> **Text extract**

Assistant Examiner: Salser; Douglas A
Attorney, Agent or Firm: McCormick, Paulding & Huber
LLP
Parent Case Text
CROSS-REFERENCE TO RELATED APPLICATIONS
This application is entitled to the benefit of and incorporates by
reference essential subject matter disclosed in International
Application No. PCT/EP00/10753 filed on Oct. 31, 2000 and German
Patent Application No. 299 20 719.6 filed on Nov. 25, 1999.
Claims
What is claimed is:
1. A four-cycle internal combustion engine comprising a piston
which moves up and down in a cylinder, a crankshaft which is
rotatably positioned in a crankcase connected with the cylinder or
made of one piece and which is set rotating by the up and down
movement of the piston, a cylinder head which terminates the
cylinder on the top and which forms a combustion chamber, a rotary
valve, controlled by the crankshaft, which connects the combustion
chamber optionally with an inlet opening or with an outlet opening,
a carburetor for constituting a lubrication fuel-oil-air mixture as
well as an overflow duct through which the cylinder/crankcase
chamber can be connected with the combustion chamber over the
rotary valve, characterized in that the carburetor is directly
connected with the inlet opening and that the rotary valve is
configured in such a way that in a first position, it connects the
carburetor with the combustion chamber, that in a second position,
it connects the carburetor over the overflow duct with the
cylinder/crankcase chamber and that in a third position, it
connects the cylinder/crankcase chamber over the overflow duct with
the combustion chamber and the combustion chamber over the channel
with the outlet opening, whereby the rotary valve is continuously
moving during the operation of the internal combustion engine and
that the first, second and third position exist only at a
respectively precise moment.
2. A four-cycle internal combustion engine, characterized in that
the rotary valve is placed in the cylinder head.
3. A four-cycle internal combustion engine according to claim 1,
characterized in that the rotary valve is driven by the crankshaft
over a gear.
4. A four-cycle internal combustion engine according to claim 3,
characterized in that the gear comprises two toothed wheels and a
toothed belt.
5. A four-cycle internal combustion engine according to claim 1,
characterized in that the rotary valve comprises a preferably
cylindrical body in which two channels and a recess are provided
for constituting the connections.
Description
TECHNICAL FIELD
This invention concerns a compact four-cycle internal combustion
engine according to the preamble of claim 1.
PRIOR ART
Such an engine which works with a mixture lubrication and which is
appropriate in particular for being used in a portable working
device, for example a motor scythe or a motor saw, is known from
the printed document DE-A1-42 20 200.
From the prior art, we know a four-cycle internal combustion engine
with oil lubrication, the oil being separately stored from the
fuel. The oil is purposefully delivered to the corresponding
lubrication points, or it comes from an oil sump as an oil-air
mixture (oil mist) to the lubrication points.
An engine lubrication with a fuel-oil-air mixture, similar to the
lubrication of two-cycle engines, is also known. The fuel-oil-air
mixture is preliminarily stored in the crankcase and supplied to
the rotary valve inlet over a duct. A flowing back of the mixture
into the carburetor is avoided by a diaphragm valve (see the
printed document DE-A1-42 20 200 mentioned in the
introduction).

> **What to do**
1 – Write out verbatim the passage of the engine patent text that opens with the words containing "From the prior" and closes with "the lubrication points.".
2 – According to the engine patent text, what does the gear that drives the rotary valve comprise?

> **Data provided**
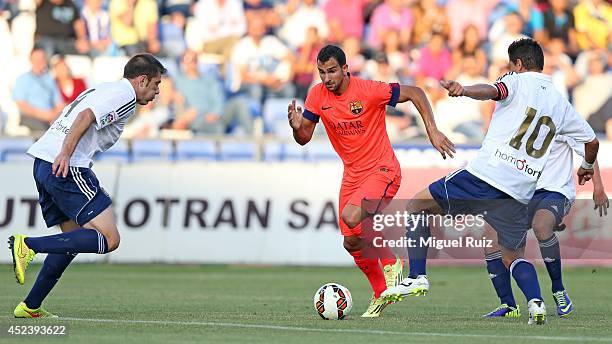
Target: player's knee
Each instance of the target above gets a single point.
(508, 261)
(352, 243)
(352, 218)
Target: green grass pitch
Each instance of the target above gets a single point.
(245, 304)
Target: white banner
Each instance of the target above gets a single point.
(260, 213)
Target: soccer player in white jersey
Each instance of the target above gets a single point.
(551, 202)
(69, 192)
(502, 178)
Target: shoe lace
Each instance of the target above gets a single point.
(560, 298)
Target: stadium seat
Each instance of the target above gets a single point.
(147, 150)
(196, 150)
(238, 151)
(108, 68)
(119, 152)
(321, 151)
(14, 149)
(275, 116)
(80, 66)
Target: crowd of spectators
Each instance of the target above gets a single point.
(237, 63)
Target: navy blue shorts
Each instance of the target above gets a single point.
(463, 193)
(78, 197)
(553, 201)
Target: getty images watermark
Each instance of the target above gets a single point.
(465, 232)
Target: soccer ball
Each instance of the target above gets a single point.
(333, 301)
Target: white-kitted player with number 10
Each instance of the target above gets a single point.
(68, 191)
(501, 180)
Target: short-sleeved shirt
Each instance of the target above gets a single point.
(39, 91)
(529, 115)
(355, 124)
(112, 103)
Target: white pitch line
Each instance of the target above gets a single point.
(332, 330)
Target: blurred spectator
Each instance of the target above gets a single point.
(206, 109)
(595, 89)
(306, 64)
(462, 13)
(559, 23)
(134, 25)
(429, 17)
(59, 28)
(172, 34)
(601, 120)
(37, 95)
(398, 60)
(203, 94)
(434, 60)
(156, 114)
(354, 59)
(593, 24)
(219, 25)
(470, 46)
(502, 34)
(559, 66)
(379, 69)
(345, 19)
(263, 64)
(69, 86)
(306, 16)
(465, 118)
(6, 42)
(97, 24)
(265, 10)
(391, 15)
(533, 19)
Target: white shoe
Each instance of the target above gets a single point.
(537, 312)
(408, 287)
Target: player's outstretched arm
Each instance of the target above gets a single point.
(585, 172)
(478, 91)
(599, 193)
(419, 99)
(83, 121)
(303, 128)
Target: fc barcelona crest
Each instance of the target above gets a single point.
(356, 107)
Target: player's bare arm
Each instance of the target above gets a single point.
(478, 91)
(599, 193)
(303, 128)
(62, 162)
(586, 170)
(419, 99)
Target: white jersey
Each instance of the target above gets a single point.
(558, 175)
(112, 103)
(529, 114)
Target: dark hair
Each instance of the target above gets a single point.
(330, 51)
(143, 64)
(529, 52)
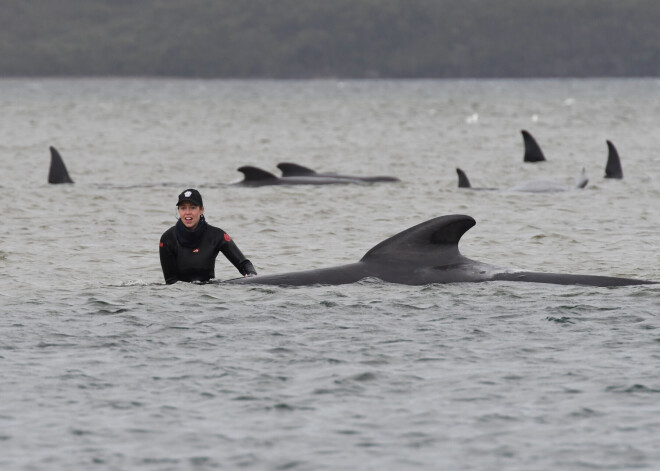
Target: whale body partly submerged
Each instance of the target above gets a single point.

> **Responses**
1 –
From the prior art, we know a four-cycle internal combustion engine
with oil lubrication, the oil being separately stored from the
fuel. The oil is purposefully delivered to the corresponding
lubrication points, or it comes from an oil sump as an oil-air
mixture (oil mist) to the lubrication points.

2 – Two toothed wheels and a toothed belt.